**WHAT IS BEING ASKED:** Copy all of the entries below exactly as they appear, but leave the pictures out of your copy.

**RECORDS SHOWN:**
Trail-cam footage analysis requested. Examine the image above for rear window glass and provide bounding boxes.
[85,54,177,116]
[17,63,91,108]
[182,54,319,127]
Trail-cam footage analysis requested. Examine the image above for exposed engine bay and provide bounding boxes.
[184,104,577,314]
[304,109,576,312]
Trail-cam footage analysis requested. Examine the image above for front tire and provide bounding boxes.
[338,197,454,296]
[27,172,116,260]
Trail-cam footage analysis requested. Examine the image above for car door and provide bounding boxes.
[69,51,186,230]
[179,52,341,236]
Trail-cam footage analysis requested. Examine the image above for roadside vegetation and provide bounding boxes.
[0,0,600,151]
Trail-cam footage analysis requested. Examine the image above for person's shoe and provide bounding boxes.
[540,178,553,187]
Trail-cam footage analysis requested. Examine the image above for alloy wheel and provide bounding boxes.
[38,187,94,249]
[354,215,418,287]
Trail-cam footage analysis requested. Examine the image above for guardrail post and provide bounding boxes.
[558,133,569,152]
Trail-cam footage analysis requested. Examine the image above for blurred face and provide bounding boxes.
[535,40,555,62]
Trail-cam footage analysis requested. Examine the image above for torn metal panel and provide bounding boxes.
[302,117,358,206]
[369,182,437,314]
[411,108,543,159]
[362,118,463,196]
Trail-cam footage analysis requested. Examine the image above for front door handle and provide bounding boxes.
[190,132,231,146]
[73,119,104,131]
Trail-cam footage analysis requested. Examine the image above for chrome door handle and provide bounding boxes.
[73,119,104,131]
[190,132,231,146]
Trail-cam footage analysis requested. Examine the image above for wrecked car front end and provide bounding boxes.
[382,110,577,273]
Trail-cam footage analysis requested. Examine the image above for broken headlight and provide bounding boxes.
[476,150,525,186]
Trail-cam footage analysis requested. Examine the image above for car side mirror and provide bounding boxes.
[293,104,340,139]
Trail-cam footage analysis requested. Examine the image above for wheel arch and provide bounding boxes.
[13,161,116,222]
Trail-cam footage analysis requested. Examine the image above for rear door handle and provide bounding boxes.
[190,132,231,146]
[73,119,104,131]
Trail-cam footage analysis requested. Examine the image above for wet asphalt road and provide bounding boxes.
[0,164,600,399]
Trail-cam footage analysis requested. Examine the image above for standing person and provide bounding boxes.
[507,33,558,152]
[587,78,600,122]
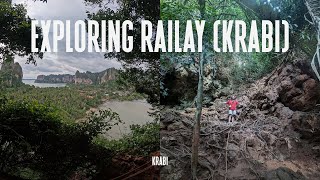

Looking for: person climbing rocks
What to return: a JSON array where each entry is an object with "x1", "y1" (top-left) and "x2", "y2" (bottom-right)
[{"x1": 226, "y1": 95, "x2": 239, "y2": 122}]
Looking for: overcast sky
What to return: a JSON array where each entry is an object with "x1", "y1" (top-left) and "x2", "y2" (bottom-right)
[{"x1": 13, "y1": 0, "x2": 120, "y2": 79}]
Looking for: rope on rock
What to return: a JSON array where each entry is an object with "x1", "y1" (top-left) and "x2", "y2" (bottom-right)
[{"x1": 305, "y1": 0, "x2": 320, "y2": 81}]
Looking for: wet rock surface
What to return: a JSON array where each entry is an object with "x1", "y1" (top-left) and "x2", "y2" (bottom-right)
[{"x1": 161, "y1": 58, "x2": 320, "y2": 180}]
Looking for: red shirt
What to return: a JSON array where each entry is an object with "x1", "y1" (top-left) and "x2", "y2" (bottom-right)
[{"x1": 227, "y1": 100, "x2": 239, "y2": 110}]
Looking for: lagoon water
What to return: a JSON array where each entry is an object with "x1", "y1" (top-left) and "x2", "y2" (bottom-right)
[
  {"x1": 99, "y1": 100, "x2": 153, "y2": 139},
  {"x1": 22, "y1": 79, "x2": 67, "y2": 88}
]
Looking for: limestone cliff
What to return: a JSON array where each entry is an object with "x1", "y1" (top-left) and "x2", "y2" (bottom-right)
[{"x1": 35, "y1": 74, "x2": 74, "y2": 83}]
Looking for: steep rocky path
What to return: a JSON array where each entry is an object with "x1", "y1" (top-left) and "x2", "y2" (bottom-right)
[{"x1": 161, "y1": 55, "x2": 320, "y2": 180}]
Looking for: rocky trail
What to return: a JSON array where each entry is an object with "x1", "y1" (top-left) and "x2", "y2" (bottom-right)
[{"x1": 160, "y1": 55, "x2": 320, "y2": 180}]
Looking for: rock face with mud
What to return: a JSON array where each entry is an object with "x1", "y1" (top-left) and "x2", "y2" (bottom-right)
[{"x1": 160, "y1": 55, "x2": 320, "y2": 180}]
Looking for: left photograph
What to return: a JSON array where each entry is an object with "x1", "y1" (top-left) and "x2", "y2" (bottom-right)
[{"x1": 0, "y1": 0, "x2": 160, "y2": 180}]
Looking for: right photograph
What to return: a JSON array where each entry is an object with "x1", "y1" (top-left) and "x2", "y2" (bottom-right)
[{"x1": 160, "y1": 0, "x2": 320, "y2": 180}]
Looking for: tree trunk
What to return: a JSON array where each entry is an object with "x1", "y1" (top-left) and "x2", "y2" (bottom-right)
[
  {"x1": 191, "y1": 53, "x2": 204, "y2": 179},
  {"x1": 191, "y1": 0, "x2": 206, "y2": 179}
]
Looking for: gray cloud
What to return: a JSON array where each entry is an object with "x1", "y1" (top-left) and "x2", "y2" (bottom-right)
[{"x1": 13, "y1": 0, "x2": 121, "y2": 78}]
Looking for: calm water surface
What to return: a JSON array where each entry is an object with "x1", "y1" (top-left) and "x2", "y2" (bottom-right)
[{"x1": 22, "y1": 79, "x2": 67, "y2": 88}]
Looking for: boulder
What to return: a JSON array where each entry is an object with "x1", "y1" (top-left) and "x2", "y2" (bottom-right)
[{"x1": 264, "y1": 167, "x2": 306, "y2": 180}]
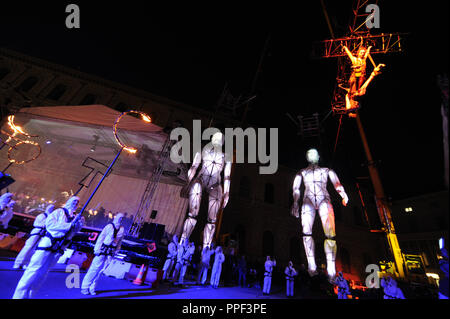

**TASK SOLUTION:**
Trail-cam footage analysis requested. Examine the image above for rear window glass and provide bounding boxes.
[85,54,177,116]
[17,63,91,108]
[182,54,319,127]
Trail-cam footage analysis requested. Examine the image above for exposed engine bay and provide bounding boxes.
[184,104,577,314]
[304,109,576,312]
Trail-cam footage analysis requested. Examine the image above for front tire and provide bounding boxes.
[338,197,454,296]
[27,172,116,260]
Trail-cam footage analysis requested. Examine the image above for car door and provide bounding boxes.
[69,51,186,230]
[179,52,341,236]
Trail-cam footage analysis requested. Examine the image above for roadside vegetation and provide bounding boxes.
[0,0,600,151]
Trail-cam footage analysis requested. Examine the image above for person's shoe and provide bounding boxes.
[540,178,553,187]
Trail-cam footage analysis requested. Examine the image above for alloy wheel and provide bounding boxes.
[38,187,94,249]
[354,215,418,287]
Trail-cam footage analysis requested. Examine the image above for guardrail post and provide bounding boxes.
[558,133,569,152]
Trail-cam footage analysis requested. Examine the image above for blurred face and provide bounding boxes.
[535,40,555,62]
Trail-cam footage analysis requested. Examine the image above for torn metal panel and provide bounding boxes.
[302,117,358,206]
[369,182,437,314]
[411,108,543,159]
[362,118,463,196]
Trail-cam footage analysis requested. Examine the image above for front door handle and provide bounding boxes.
[190,132,231,146]
[73,119,104,131]
Trail-cam footage analysis requested. Examine the image above for chrome door handle and provide bounding boxes.
[73,119,104,131]
[190,132,231,146]
Trail-cam footage analysis requested. Examine the image above for wrecked car front end and provide bounding boxes.
[382,110,577,273]
Trail-cam footage analysis requested. Examine the image above for broken headlight and provide bounding boxes.
[476,150,525,186]
Trail-cam footage analysis requested. Examine the image above for car side mirror and provide bounding boxes.
[293,104,340,139]
Trail-cam footage analysis requested. Examine the image above for wheel arch and provide bounding boxes.
[13,161,116,222]
Trail-cam footage analysis requested. Examine the image above for rear door handle and provide bounding boxes.
[190,132,231,146]
[73,119,104,131]
Trail-cam footage analysis requested. Examine the image above for wet asphalt road and provide bounding boxes.
[0,164,600,399]
Trail-cam footage analysis requested. Examine the image above for standing person and provide bounding boxes.
[507,33,558,152]
[587,78,600,122]

Looking for: person climbing rocks
What to return: a JSON array where each entry is an object with "x1", "y1" (top-left) and "x2", "y2" (bottom-right)
[{"x1": 226, "y1": 95, "x2": 239, "y2": 122}]
Looking for: overcast sky
What to return: a JSON array where each entry is an object with "x1", "y1" (top-left) and "x2", "y2" (bottom-right)
[{"x1": 13, "y1": 0, "x2": 120, "y2": 79}]
Looking for: rope on rock
What to return: a JSON array where each entry is an object with "x1", "y1" (top-left) and "x2", "y2" (bottom-right)
[{"x1": 305, "y1": 0, "x2": 320, "y2": 81}]
Looking for: wet rock surface
What to return: a JSON array where each entry is an object with "x1", "y1" (top-left) and "x2", "y2" (bottom-right)
[{"x1": 161, "y1": 58, "x2": 320, "y2": 180}]
Looking for: red shirt
What to return: a JSON array where each entry is an object with "x1", "y1" (top-left) and "x2", "y2" (bottom-right)
[{"x1": 227, "y1": 100, "x2": 239, "y2": 110}]
Looking for: lagoon water
What to return: a JSON array where each entry is an object with "x1", "y1" (top-left) and "x2", "y2" (bottom-right)
[
  {"x1": 99, "y1": 100, "x2": 153, "y2": 139},
  {"x1": 22, "y1": 79, "x2": 67, "y2": 88}
]
Looking for: limestone cliff
What to return: a JSON array where each entry is an object with "x1", "y1" (top-left) and "x2", "y2" (bottom-right)
[{"x1": 35, "y1": 74, "x2": 74, "y2": 83}]
Looking for: steep rocky path
What to return: a JSON array where each entry is an object with "x1", "y1" (top-left) and "x2", "y2" (bottom-right)
[{"x1": 161, "y1": 55, "x2": 320, "y2": 180}]
Looking for: rocky trail
What to return: a JSON array where each entry is an object with "x1", "y1" (top-left) and "x2", "y2" (bottom-right)
[{"x1": 160, "y1": 55, "x2": 320, "y2": 180}]
Looking for: rock face with mud
What to return: a JSON array where each entry is an object with "x1", "y1" (top-left) and "x2", "y2" (bottom-right)
[{"x1": 160, "y1": 55, "x2": 320, "y2": 180}]
Looking for: left photograph
What to return: a JSON array where each entry is an object with "x1", "y1" (top-left) and "x2", "y2" (bottom-right)
[{"x1": 0, "y1": 0, "x2": 160, "y2": 180}]
Looking for: right photograph
What to return: a JSON array where each entry is an object with "x1", "y1" (top-left) and "x2", "y2" (bottom-right)
[{"x1": 160, "y1": 0, "x2": 320, "y2": 180}]
Looking for: tree trunk
What to return: a JSON array where each entry is an object with "x1", "y1" (top-left) and "x2", "y2" (bottom-right)
[
  {"x1": 191, "y1": 53, "x2": 204, "y2": 179},
  {"x1": 191, "y1": 0, "x2": 206, "y2": 179}
]
Looking for: gray cloud
What to return: a JSON array where each entry is an object with "x1", "y1" (top-left) and "x2", "y2" (bottom-right)
[{"x1": 13, "y1": 0, "x2": 121, "y2": 78}]
Looking for: calm water surface
What to return: a JSON array where each entry is an object with "x1", "y1" (top-left) and "x2", "y2" (bottom-right)
[{"x1": 22, "y1": 79, "x2": 67, "y2": 88}]
Looking for: boulder
What to return: a JSON array where each entry is an object with "x1", "y1" (top-left) and "x2", "y2" (bottom-right)
[{"x1": 264, "y1": 167, "x2": 306, "y2": 180}]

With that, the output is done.